> _WORK TO COMPLETE_
Could you reproduce the data below line for line, with the pictures left out?

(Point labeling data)
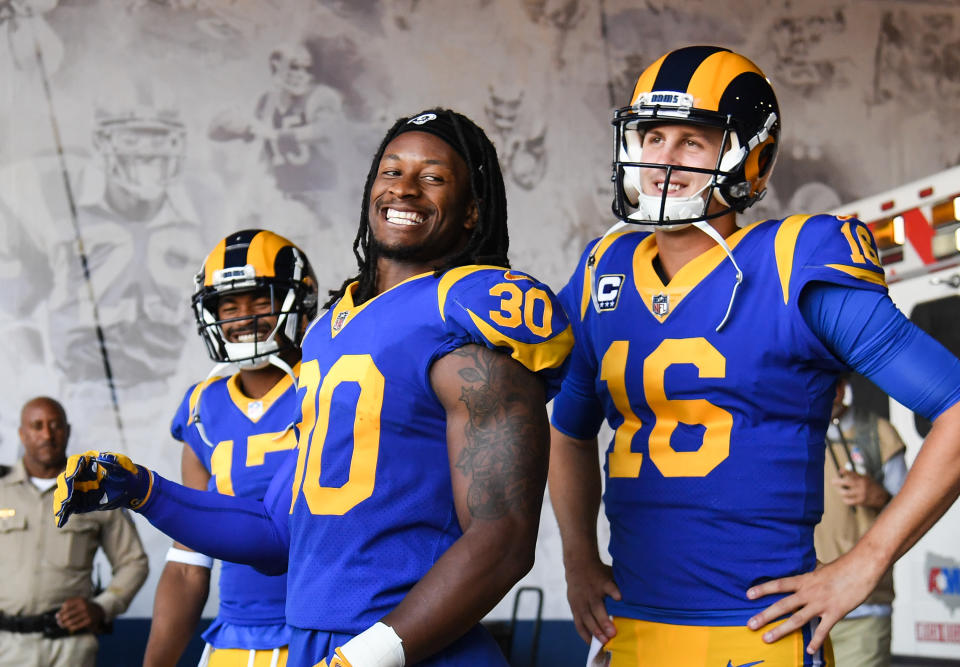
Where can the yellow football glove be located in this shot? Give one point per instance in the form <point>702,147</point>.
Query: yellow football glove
<point>99,481</point>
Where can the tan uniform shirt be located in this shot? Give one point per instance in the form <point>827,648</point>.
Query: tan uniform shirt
<point>43,565</point>
<point>873,442</point>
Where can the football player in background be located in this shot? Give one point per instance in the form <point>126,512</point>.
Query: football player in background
<point>255,295</point>
<point>713,352</point>
<point>292,121</point>
<point>413,504</point>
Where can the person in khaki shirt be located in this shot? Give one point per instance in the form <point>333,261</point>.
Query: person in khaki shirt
<point>864,469</point>
<point>49,614</point>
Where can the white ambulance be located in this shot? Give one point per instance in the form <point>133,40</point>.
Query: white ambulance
<point>917,228</point>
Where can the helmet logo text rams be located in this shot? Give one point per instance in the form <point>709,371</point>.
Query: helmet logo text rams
<point>666,98</point>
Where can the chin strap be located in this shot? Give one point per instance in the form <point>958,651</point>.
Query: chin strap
<point>709,230</point>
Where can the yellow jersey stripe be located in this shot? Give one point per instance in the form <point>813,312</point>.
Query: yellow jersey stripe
<point>534,356</point>
<point>451,277</point>
<point>862,274</point>
<point>784,246</point>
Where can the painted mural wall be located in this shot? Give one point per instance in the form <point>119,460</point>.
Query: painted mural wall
<point>134,134</point>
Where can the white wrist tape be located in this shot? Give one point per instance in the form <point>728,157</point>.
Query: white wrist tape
<point>189,557</point>
<point>377,646</point>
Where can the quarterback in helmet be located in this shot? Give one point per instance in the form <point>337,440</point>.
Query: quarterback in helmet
<point>712,350</point>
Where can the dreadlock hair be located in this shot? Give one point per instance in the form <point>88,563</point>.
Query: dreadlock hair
<point>489,239</point>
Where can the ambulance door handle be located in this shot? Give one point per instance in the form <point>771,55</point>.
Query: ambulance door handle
<point>952,281</point>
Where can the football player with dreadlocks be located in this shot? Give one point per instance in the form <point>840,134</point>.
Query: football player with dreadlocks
<point>413,504</point>
<point>713,350</point>
<point>254,296</point>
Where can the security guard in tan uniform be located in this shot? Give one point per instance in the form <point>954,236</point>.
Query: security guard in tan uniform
<point>49,612</point>
<point>865,468</point>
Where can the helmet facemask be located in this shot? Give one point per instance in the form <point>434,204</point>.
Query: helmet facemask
<point>291,302</point>
<point>631,204</point>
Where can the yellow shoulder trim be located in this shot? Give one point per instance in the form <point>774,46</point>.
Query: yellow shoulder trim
<point>195,395</point>
<point>344,310</point>
<point>534,356</point>
<point>862,274</point>
<point>451,277</point>
<point>784,246</point>
<point>600,247</point>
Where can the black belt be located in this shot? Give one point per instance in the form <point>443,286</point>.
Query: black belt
<point>45,623</point>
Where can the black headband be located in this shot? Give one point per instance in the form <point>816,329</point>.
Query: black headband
<point>440,123</point>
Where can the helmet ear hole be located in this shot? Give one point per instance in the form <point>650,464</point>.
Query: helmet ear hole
<point>765,159</point>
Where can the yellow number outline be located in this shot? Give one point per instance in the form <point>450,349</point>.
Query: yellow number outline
<point>668,413</point>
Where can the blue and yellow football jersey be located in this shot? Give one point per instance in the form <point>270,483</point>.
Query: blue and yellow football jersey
<point>250,438</point>
<point>714,473</point>
<point>372,503</point>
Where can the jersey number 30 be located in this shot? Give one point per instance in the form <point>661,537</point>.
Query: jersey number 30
<point>716,421</point>
<point>353,368</point>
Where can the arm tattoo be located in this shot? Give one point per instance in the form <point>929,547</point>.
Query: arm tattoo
<point>506,452</point>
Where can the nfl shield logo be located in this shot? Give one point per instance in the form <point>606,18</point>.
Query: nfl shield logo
<point>661,304</point>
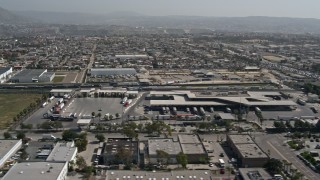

> _ANSWER TO THE TASK_
Where can the yellow football glove be located in this shot? Give one point per instance in the form <point>702,147</point>.
Query: yellow football glove
<point>99,481</point>
Where can the tan uniform shirt be located in this shot? Give one point per instance in the form <point>827,648</point>.
Query: tan uniform shirt
<point>43,565</point>
<point>873,442</point>
Where can the football player in background be located in this shot? Give one point per instance in the form <point>126,512</point>.
Query: football player in background
<point>255,295</point>
<point>713,352</point>
<point>292,121</point>
<point>413,504</point>
Where can the person in khaki shirt be located in this shot? Give one point per instance in the form <point>333,261</point>.
Query: person in khaki shirt
<point>864,469</point>
<point>49,614</point>
Where can the white ambulance be located in this shot? Give one point per instance in the form <point>133,40</point>.
Query: white ambulance
<point>917,228</point>
Where can the helmet logo text rams be located in this shot? Give one point per instance in the form <point>709,371</point>.
Query: helmet logo text rams
<point>666,98</point>
Where can the chin strap be located in this shot? Give one point per instance in the form <point>958,651</point>.
Query: chin strap
<point>709,230</point>
Where can the yellow jersey stripe be located in this shot? Give one point per instance in the form <point>813,312</point>.
Query: yellow jersey stripe
<point>534,356</point>
<point>451,277</point>
<point>862,274</point>
<point>784,246</point>
Where can the painted mural wall be located in this shot? Give one point per instance in the form <point>119,460</point>.
Query: painted mural wall
<point>134,134</point>
Where can the white wrist tape be located in this shot? Give one point per instance in the form <point>728,157</point>.
Query: white wrist tape
<point>189,557</point>
<point>377,646</point>
Where can the quarterback in helmet be located in this shot? Give one point per instance in the form <point>337,440</point>.
Query: quarterback in helmet
<point>712,350</point>
Where can the dreadlock hair be located in this shot? Give one point per instance in the form <point>88,563</point>.
Query: dreadlock hair
<point>489,239</point>
Where can the ambulance door handle be located in this shot? Give one point per instance in the form <point>771,55</point>.
Query: ambulance door handle
<point>952,281</point>
Where can the football player with dreadlocks be located in this shot? Give one point per instance in the form <point>840,134</point>.
Query: football player with dreadlocks
<point>413,504</point>
<point>713,350</point>
<point>254,296</point>
Where can the security guard in tan uniform be located in this shot? Give one point per instance in the form <point>954,236</point>.
Query: security guard in tan uniform
<point>49,612</point>
<point>865,468</point>
Where can the helmet facemask be located in this shot? Give one point per instance in the form <point>434,204</point>.
Query: helmet facemask
<point>291,302</point>
<point>631,204</point>
Where can the yellow shoulder trim be located in this shot? Give one point per instance in the form <point>774,46</point>.
Query: yellow shoulder trim
<point>195,395</point>
<point>344,310</point>
<point>534,356</point>
<point>862,274</point>
<point>451,277</point>
<point>784,246</point>
<point>600,247</point>
Where can the black belt be located in this shot? Give one point per instance in the form <point>443,286</point>.
Query: black belt
<point>45,623</point>
Where can the black headband be located in this shot? Give one point per instance in the form <point>816,329</point>.
Query: black headband
<point>440,123</point>
Where can the helmet ear hole be located in this shot? Give one point per instance in the form <point>650,464</point>.
Query: helmet ear hole
<point>765,159</point>
Where can the yellow number outline be located in this shot? Give one point per instance in the form <point>450,349</point>.
Query: yellow number outline
<point>668,413</point>
Where can the blue and yellow football jersey be located in this shot? Give one point per instance in the form <point>270,483</point>.
Query: blue and yellow football jersey
<point>250,438</point>
<point>714,473</point>
<point>372,503</point>
Where can the jersey number 30 be located in this shot? Give one point per instance in the form <point>661,537</point>.
Query: jersey number 30
<point>716,421</point>
<point>353,368</point>
Where can the arm tattoo be located in this shot? Give one point per instance in the form <point>929,547</point>.
Query: arm tattoo
<point>506,452</point>
Where can the nfl shield logo be located in this shot? Give one point per instance in the form <point>606,18</point>.
Query: nfl shield logo
<point>661,304</point>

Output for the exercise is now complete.